#### Excerpted text
****

Monday, October 15, 2012

Talk to me


The other day, I was sitting in the Toast café in Takashimaya, waiting for my flatmate, Saffy. She had just SMS’d that she was running ten minutes late.
            “U r trying on shoes, aren’t u?” I texted back.
            My phone pinged. “OMG! How did u noe? Can u see me?”
            I settled back to read a back issue of 8DAYS. Slowly, I felt a pressure build up to my right, an unsettling cone of silence that I’d noticed when I first sat down.
            Without lifting my head from a story about Joanne Peh, I let my eyes swivel to the right.
            Four young twenty-somethings dressed rather stylishly sat amidst a clatter of plates with half eaten cake, empty glasses and half empty cups of tea. They looked like they were good friends who had met up for a late afternoon catch up and gossip. I noted their clean skins and, on one of them, snappy spectacles. I envied them their youth.
            Finally, I just put down my magazine and stopped pretending that I wasn’t looking at them. Short of me taking off all my clothes, they probably wouldn’t even have noticed that I was now openly ogling them.

****

#### Explore the material
**A.** In the café post, what was the narrator reading while waiting for Saffy?
**B.** Carry on the café post from its last sentence.
The data that comes after has nothing to do with the café post.

****

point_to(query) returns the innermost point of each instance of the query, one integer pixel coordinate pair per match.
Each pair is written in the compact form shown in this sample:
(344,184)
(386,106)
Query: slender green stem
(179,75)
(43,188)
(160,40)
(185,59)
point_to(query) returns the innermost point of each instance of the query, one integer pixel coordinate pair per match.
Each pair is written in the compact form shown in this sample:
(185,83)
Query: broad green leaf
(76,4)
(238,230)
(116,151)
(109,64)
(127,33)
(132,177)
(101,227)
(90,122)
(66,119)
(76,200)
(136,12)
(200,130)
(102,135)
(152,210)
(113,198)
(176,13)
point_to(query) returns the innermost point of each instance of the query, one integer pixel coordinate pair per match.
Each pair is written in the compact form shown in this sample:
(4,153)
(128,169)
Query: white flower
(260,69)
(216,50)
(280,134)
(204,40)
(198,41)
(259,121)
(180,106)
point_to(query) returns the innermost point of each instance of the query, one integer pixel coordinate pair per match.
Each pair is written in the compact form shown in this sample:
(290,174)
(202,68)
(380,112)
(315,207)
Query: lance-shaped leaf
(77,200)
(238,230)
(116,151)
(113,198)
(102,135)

****

#### Task-by-task answers
**A.** A back issue of 8DAYS.

**B.**
            Here’s the thing: they weren’t speaking at all. Each person at that table had his or her head down focused on an iPhone, iPad, iPod or a laptop. Each tapping away, scribbling on a notebook, swiping a screen, busy communicating with what I imagined was everyone in the world except the other three people at the table.
For long minutes, they didn’t say a word to each other. Occasionally, one person would mumble something and the other three would grunt. No one lifted their heads.
When Saffy finally arrived with Sharyn in tow, both grunting under the load of several On Pedder bags, I hissed at them that we needed to move tables.
Saffy looked perplexed. “But we just got here! Aren’t we having coffee and cake? I love their peanut butter cupcakes!”
“We are, but just not at this table,” I whispered while hustling her and Sharyn to another table at the other end of the café, explaining on the way.
After she’d craned her neck around the corner of a pillar to have a good look, Saffy said this was probably why there are so many single people in Singapore.
“They just don’t know how to talk.”
Leave it to Sharyn to pipe up, “Aiyah, after you marry long long time, hor, you also don’t talk, what!”
“Well, I think it’s just plain creepy,” I said firmly. “How do four people just sit at a table and not say a single thing to each other?”
“Maybe dey are in-laws?” Sharyn suggested, still clinging stubbornly to her original theory of post-marriage dynamics.
“Or maybe they are talking to one another? Maybe…” Saffy said, her bosom flexing with doubt, “maybe, they’re instant messaging one another!”
I hesitated. “You think?”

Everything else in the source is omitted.